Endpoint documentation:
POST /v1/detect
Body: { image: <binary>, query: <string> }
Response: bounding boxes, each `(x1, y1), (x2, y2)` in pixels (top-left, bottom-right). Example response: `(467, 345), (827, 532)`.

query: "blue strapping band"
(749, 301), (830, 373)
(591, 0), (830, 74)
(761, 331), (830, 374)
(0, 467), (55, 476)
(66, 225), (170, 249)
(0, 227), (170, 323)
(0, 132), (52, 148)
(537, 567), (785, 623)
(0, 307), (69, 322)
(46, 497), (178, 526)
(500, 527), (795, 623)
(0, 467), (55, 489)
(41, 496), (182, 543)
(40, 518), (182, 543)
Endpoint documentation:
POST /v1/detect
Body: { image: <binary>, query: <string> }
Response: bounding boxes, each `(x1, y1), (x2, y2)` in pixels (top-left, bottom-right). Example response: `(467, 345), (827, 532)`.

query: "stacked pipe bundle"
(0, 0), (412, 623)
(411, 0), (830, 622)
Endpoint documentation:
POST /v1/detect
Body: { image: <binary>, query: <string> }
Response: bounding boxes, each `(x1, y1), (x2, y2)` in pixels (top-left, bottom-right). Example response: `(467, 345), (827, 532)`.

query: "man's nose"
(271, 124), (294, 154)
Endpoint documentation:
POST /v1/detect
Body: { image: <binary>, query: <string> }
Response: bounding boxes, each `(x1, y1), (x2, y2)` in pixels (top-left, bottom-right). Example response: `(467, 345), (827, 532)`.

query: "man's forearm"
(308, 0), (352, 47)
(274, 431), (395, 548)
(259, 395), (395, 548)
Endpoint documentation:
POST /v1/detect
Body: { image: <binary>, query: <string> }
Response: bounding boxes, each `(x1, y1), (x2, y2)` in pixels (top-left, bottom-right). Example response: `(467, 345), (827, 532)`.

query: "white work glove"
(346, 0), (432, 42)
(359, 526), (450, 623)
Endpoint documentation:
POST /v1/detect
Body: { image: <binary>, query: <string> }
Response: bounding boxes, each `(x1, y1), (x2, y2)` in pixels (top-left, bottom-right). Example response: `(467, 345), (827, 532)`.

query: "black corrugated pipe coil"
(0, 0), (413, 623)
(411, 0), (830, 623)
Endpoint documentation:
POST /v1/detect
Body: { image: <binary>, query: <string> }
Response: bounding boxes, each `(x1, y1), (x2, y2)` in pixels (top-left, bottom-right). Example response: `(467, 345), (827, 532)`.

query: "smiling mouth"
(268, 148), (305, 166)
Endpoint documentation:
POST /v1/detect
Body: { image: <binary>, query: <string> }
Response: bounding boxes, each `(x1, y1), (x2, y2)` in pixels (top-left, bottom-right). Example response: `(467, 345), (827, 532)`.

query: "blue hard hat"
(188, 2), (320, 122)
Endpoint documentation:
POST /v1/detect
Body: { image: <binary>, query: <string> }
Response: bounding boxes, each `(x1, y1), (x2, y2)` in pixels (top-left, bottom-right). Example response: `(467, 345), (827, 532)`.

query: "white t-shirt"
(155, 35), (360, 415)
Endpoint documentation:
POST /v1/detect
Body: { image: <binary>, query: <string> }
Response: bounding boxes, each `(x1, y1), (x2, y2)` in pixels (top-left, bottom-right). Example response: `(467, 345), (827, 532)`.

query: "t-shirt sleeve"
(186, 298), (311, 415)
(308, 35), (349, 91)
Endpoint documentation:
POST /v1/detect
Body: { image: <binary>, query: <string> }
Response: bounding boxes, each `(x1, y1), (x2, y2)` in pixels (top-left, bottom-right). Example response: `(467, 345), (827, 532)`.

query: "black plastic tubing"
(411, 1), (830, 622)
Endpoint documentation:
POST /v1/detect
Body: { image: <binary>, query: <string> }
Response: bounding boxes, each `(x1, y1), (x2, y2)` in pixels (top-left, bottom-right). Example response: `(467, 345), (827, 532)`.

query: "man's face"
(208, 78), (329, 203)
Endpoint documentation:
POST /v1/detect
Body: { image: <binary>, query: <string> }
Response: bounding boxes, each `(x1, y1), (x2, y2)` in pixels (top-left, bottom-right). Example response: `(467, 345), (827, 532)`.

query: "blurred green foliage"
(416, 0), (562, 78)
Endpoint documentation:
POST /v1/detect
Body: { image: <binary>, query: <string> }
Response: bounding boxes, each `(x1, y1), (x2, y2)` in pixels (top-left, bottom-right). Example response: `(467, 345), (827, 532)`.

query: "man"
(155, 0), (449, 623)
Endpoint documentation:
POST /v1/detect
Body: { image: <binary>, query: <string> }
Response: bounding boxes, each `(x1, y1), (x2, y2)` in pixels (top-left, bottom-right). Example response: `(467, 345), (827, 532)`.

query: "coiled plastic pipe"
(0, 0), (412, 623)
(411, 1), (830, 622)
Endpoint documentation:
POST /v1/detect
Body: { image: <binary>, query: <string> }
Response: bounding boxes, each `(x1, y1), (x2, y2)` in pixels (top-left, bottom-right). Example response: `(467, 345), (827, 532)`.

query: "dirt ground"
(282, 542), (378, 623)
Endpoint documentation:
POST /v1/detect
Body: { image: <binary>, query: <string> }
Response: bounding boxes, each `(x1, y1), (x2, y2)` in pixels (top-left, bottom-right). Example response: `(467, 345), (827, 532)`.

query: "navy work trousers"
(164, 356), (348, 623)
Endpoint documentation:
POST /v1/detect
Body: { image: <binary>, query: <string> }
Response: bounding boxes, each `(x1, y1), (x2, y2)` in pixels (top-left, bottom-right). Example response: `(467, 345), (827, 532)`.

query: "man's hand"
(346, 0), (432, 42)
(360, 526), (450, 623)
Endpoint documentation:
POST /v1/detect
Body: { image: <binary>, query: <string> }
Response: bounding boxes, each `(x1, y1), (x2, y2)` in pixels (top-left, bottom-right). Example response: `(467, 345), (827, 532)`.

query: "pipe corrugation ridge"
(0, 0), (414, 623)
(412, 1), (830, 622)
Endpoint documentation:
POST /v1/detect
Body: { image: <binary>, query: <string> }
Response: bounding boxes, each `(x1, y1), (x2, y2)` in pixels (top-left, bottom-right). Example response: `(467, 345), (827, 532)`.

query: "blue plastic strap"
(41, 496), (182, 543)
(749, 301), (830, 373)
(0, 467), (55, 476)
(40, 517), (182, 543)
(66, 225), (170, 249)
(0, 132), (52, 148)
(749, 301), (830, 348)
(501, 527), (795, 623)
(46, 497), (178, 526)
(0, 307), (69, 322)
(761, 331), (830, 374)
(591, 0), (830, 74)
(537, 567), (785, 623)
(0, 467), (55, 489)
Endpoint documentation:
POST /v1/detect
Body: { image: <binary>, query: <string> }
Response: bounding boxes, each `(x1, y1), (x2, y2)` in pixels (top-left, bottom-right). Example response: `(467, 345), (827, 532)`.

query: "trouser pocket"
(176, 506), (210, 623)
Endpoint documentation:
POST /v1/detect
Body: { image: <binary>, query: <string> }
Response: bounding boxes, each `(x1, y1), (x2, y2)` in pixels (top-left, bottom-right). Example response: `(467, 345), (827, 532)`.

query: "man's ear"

_ _ _

» **WORK INSTRUCTIONS**
Reproduce the material above, starting at its beginning and ending at the line containing "(268, 148), (305, 166)", both included, with the requests unchanged. Scale every bounding-box coordinate in the answers by 1.1, rounding each result to a whole number with halves rounded up.

» **COMPLETED TASK**
Endpoint documentation:
POST /v1/detect
Body: { image: <binary>, query: <string> }
Response: bounding boxes, each `(x1, y1), (x2, y2)` in pixels (top-left, bottom-right). Example response: `(467, 345), (827, 532)`.

query: "blue strapping band"
(824, 331), (913, 410)
(650, 0), (913, 81)
(837, 364), (913, 411)
(0, 514), (61, 524)
(73, 248), (187, 274)
(0, 250), (187, 355)
(0, 145), (57, 163)
(591, 624), (864, 685)
(0, 338), (76, 354)
(51, 547), (196, 579)
(550, 580), (875, 685)
(0, 514), (61, 538)
(45, 546), (200, 597)
(44, 570), (200, 597)
Endpoint documentation:
POST /v1/detect
Body: { image: <binary>, query: <string> }
Response: bounding boxes, each `(x1, y1), (x2, y2)` in pixels (top-left, bottom-right). Example response: `(467, 345), (827, 532)`.

query: "stacked pipe bundle"
(0, 0), (453, 685)
(452, 0), (913, 684)
Endpoint documentation:
POST /v1/detect
Body: { image: <binary>, query: <string> }
Response: bounding boxes, each `(x1, y1), (x2, y2)` in pixels (top-left, bottom-right). Example response: `(467, 345), (827, 532)`.

query: "man's nose"
(298, 136), (323, 169)
Endpoint documentation:
POST /v1/detect
Body: { image: <binary>, query: <string> }
Response: bounding boxes, each `(x1, y1), (x2, y2)` in pixels (top-left, bottom-right). Example response: `(467, 345), (827, 532)`.

query: "man's forearm"
(339, 0), (387, 52)
(301, 474), (435, 603)
(285, 435), (435, 603)
Endpoint documentation:
POST /v1/detect
Body: { image: <binary>, query: <string> }
Response: bounding boxes, each `(x1, y1), (x2, y2)` in pixels (top-left, bottom-right). Example response: `(467, 345), (827, 532)`.

query: "white work glove"
(381, 0), (475, 46)
(395, 579), (495, 685)
Endpoint documentation:
POST /v1/detect
Body: { image: <binary>, query: <string> }
Response: bounding boxes, each `(x1, y1), (x2, y2)` in pixels (top-left, bottom-right). Example response: `(467, 345), (827, 532)`.

query: "black corrugated pipe coil"
(0, 0), (454, 685)
(452, 0), (913, 685)
Endpoint documentation:
POST /v1/detect
Body: { image: <binary>, query: <string> }
Response: bounding boxes, each `(x1, y1), (x2, y2)` in pixels (top-left, bottom-right). Example response: `(467, 345), (827, 532)`.

query: "smiling mouth"
(295, 163), (336, 183)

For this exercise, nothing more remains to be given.